Male Nation: Number shows how Nigeria discriminates against women in political leadership

WHEN Dr. Ngozi Okonjo-Iweala name was finally announced as World Trade Organisation Director-General, congratulatory messages started to flood her timeline on Twitter, especially from Nigerians of all groups. A Twitter account owner then said, if NOI had contested for the Nigerian president, she probably would not have got a winning vote. The young lady stated the obvious. In Nigeria, political leadership position is often the preserve of menfolk, as data of the public office holders have shown.

Though the Federal Government endorsed the Sustainable Development Goals which partly aims at achieving women’s full and effective participation and equal opportunities for leadership at all levels of decision-making in public life, the country is yet to commit to the global agenda.

Currently, there are 43 ministers in President Buhari cabinet, but only seven of them are women despite a reminder of Nigeria’s commitment to affirmative action signed in Beijing in 1995. In his first term, women were six out of 36 ministers. So, for every six men, there is only one woman in Buhari cabinet.

#### [GIVEN MATERIAL]

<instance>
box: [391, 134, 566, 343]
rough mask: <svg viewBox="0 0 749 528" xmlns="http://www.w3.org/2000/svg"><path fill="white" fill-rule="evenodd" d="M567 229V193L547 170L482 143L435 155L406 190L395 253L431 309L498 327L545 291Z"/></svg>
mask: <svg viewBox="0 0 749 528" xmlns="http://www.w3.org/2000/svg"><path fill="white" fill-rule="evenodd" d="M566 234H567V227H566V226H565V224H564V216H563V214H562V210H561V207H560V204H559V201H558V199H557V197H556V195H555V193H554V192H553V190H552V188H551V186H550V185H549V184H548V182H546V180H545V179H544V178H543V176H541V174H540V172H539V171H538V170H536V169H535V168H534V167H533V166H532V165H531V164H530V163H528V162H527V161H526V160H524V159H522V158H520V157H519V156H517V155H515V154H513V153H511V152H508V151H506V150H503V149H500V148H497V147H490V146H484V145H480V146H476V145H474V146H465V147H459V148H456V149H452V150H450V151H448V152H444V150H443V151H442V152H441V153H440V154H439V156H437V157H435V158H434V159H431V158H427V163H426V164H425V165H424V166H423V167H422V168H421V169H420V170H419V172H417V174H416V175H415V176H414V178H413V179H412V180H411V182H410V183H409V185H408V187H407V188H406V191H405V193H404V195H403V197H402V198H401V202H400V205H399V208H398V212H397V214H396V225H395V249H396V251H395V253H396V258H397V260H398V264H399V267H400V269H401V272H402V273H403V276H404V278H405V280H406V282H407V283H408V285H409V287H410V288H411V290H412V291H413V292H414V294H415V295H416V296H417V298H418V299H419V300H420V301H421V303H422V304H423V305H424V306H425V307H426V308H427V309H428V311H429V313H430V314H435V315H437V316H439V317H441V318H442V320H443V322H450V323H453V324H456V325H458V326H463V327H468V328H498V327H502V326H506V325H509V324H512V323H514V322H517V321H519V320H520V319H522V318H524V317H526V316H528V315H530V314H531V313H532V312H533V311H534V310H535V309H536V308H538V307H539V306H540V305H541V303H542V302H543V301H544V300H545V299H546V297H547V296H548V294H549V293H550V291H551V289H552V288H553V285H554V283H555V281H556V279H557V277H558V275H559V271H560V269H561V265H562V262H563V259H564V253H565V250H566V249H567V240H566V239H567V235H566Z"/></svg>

#### [WHAT YOU NEED TO DO]
1. According to the article on women in Nigerian politics, how many women are among the current ministers in President Buhari's cabinet?
2. Please carry the article on women in Nigerian politics forward from its last sentence.
The listing has nothing to do with the article on women in Nigerian politics.

#### [YOUR WRITTEN ANSWERS]
1. Seven of the 43 ministers are women.

2.
The few women in the current administration are Minister of Finance, Budget and National Planning, Zainab Ahmed; Minister of Women Affairs, Pauline Tallen; Minister of State for Environment, Sharon Ikeazor; Minister of State for Industry, Trade and Investment, Maryam katagum; Minister of Humanitarian Affairs, Disaster Management and Social Development, Sadiya Umar Faruk; Minister of State for Transportation, Gbemisola Saraki and Minister of State for Federal Capital Territory, Ramatu Tijani.

Infographics by Samson Samuel

Among the 109 members in the Senate, only seven are women. The gap is even wider in the House of Representatives. There are 360 lawmakers in the lower chamber, women and men representatives are 12 and 348 respectively. The ratio was the same in 1999 when Nigeria returned to civil rule.

Therefore, only 4 per cent of the lawmakers in the 9th National Assembly are women.

The gender imbalance is reflected just as deeply across the Nigerian political parties.

In 2019, when 91 parties were registered for election only six women were appointed as party chairpersons, while 83 men were party leaders. They were Dr. Sarah Nnadzwa Jubril of Progressive Liberation Party; Chika Ibeneme, Mass Action Joint Alliance; Atuedide Eunice Uche, National Interest Party Segun Sango, Socialist Party of Nigeria;  Bilikisu Gambari of Action Congress and Dr. Joy Ada Onyesoh.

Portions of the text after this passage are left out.